▼▼▼
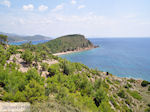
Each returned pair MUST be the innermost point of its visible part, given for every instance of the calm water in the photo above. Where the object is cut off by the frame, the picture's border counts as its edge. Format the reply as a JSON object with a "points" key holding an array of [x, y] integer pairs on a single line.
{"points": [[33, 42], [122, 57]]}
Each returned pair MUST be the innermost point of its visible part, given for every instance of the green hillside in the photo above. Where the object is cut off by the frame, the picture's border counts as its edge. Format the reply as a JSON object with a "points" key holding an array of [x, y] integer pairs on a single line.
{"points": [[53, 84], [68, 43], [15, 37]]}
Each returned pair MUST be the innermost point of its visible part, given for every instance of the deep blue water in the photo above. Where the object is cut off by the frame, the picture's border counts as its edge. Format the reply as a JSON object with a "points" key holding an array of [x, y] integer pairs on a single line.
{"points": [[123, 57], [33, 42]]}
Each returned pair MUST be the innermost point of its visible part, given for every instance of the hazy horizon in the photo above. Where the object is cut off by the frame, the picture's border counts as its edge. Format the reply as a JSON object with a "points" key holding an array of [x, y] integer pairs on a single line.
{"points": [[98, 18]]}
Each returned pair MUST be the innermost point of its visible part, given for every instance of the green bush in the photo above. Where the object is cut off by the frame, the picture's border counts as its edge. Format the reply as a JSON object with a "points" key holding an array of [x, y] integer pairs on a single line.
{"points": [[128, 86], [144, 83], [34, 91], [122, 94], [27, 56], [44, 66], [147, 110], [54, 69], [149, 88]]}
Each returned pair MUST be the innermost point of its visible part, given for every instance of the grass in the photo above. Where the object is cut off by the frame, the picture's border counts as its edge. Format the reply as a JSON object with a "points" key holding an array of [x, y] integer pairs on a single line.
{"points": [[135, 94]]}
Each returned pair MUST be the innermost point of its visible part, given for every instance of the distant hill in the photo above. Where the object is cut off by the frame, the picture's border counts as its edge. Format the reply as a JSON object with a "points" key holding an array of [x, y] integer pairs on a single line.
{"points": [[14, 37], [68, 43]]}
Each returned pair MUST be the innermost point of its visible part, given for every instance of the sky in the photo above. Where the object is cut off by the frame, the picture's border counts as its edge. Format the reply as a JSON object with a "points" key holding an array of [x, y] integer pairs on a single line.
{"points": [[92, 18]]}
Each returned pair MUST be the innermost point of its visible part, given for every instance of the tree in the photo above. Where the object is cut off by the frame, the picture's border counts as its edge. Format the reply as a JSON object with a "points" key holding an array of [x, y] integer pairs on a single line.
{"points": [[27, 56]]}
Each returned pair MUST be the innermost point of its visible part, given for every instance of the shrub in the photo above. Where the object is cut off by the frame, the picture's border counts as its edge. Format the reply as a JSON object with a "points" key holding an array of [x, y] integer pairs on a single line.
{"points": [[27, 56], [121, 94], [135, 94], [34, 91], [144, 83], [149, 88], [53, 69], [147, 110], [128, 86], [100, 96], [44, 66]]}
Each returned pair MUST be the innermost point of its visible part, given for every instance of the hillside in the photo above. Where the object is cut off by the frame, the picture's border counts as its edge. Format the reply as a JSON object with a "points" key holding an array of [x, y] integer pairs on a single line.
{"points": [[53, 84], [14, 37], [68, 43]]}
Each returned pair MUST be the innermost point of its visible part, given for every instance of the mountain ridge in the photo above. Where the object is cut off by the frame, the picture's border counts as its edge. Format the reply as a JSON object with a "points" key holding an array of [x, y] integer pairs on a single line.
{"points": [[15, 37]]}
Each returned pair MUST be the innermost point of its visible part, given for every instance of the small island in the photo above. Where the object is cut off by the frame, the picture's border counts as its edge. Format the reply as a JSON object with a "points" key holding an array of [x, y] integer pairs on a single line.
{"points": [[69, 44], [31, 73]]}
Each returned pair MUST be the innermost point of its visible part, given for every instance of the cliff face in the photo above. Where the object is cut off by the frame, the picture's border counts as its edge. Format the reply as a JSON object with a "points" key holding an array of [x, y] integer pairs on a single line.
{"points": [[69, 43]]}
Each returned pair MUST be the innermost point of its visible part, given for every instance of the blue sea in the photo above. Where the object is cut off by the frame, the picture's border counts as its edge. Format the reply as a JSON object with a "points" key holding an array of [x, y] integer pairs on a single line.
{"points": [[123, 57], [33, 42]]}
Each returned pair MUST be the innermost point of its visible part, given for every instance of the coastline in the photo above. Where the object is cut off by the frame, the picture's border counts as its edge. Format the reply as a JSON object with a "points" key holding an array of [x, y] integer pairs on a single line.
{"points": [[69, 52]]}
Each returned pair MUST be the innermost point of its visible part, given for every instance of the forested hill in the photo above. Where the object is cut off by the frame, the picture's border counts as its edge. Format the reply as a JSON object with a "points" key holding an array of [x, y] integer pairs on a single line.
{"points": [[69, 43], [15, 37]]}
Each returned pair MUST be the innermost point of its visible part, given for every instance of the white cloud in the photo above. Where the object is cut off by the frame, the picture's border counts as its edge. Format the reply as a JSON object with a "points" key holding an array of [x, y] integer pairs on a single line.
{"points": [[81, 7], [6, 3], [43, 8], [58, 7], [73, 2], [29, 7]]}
▲▲▲
▼▼▼
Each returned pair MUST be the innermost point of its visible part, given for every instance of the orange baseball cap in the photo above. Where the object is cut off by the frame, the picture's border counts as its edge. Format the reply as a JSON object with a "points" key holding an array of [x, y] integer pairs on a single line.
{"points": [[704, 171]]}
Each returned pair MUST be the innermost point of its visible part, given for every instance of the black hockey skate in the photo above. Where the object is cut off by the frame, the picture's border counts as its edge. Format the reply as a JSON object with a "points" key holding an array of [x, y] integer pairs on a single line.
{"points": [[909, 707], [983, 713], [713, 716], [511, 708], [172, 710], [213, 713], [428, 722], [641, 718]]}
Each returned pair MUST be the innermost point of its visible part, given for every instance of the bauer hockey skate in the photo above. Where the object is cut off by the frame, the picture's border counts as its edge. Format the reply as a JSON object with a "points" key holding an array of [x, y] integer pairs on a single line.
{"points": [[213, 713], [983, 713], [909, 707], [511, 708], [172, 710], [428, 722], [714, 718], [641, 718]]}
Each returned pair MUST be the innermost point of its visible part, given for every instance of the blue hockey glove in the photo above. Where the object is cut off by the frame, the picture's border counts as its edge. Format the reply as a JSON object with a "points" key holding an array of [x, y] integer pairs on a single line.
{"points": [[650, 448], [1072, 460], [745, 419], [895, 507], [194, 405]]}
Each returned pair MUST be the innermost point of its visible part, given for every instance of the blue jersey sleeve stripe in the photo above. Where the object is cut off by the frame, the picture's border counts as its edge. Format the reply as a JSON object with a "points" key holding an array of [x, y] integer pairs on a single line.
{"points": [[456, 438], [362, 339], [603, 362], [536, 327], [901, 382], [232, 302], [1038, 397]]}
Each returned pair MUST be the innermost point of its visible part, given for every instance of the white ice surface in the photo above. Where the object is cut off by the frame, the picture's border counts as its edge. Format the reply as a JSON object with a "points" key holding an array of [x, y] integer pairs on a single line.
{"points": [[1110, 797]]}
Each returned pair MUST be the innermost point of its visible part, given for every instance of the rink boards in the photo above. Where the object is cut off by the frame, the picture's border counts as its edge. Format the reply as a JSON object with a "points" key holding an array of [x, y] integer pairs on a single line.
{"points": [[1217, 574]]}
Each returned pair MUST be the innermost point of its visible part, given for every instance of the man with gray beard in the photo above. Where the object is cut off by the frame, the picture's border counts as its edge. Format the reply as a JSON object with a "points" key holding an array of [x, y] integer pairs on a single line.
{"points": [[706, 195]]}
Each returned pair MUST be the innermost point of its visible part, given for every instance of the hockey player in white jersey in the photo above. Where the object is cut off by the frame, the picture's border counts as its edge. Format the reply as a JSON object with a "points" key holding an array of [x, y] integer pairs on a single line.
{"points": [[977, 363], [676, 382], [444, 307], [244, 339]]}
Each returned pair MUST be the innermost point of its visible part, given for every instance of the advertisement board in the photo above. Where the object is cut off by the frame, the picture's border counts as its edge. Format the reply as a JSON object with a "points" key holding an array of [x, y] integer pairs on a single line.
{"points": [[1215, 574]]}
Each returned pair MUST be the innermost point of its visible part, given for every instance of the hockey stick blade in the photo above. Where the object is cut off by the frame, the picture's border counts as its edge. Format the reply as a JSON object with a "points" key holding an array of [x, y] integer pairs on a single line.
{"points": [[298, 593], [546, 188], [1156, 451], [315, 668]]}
▲▲▲
Problem details: Which lines above contain the string "hillside", with uppercase and lowercase counting? Locate each one and copy it out whole.

Answer for the task:
Each returned pair MUST be the innermost point of its visible part, given for every instance of the green hillside in the photo above. Where the object is cut off by the frame, the picture's border counts as its edge. Format the reply as a JSON object with a "points" key holding an array of [x, y] integer pairs on a single line.
Each returned pair MUST be the innermost point of its visible part, given for every instance of the hillside in the photo above. Where the object is cut off by the frame, the picture's border counts as its edge. Format the reply as a JSON object with a "points" key holding an array of [x, y] integer pairs on a single line.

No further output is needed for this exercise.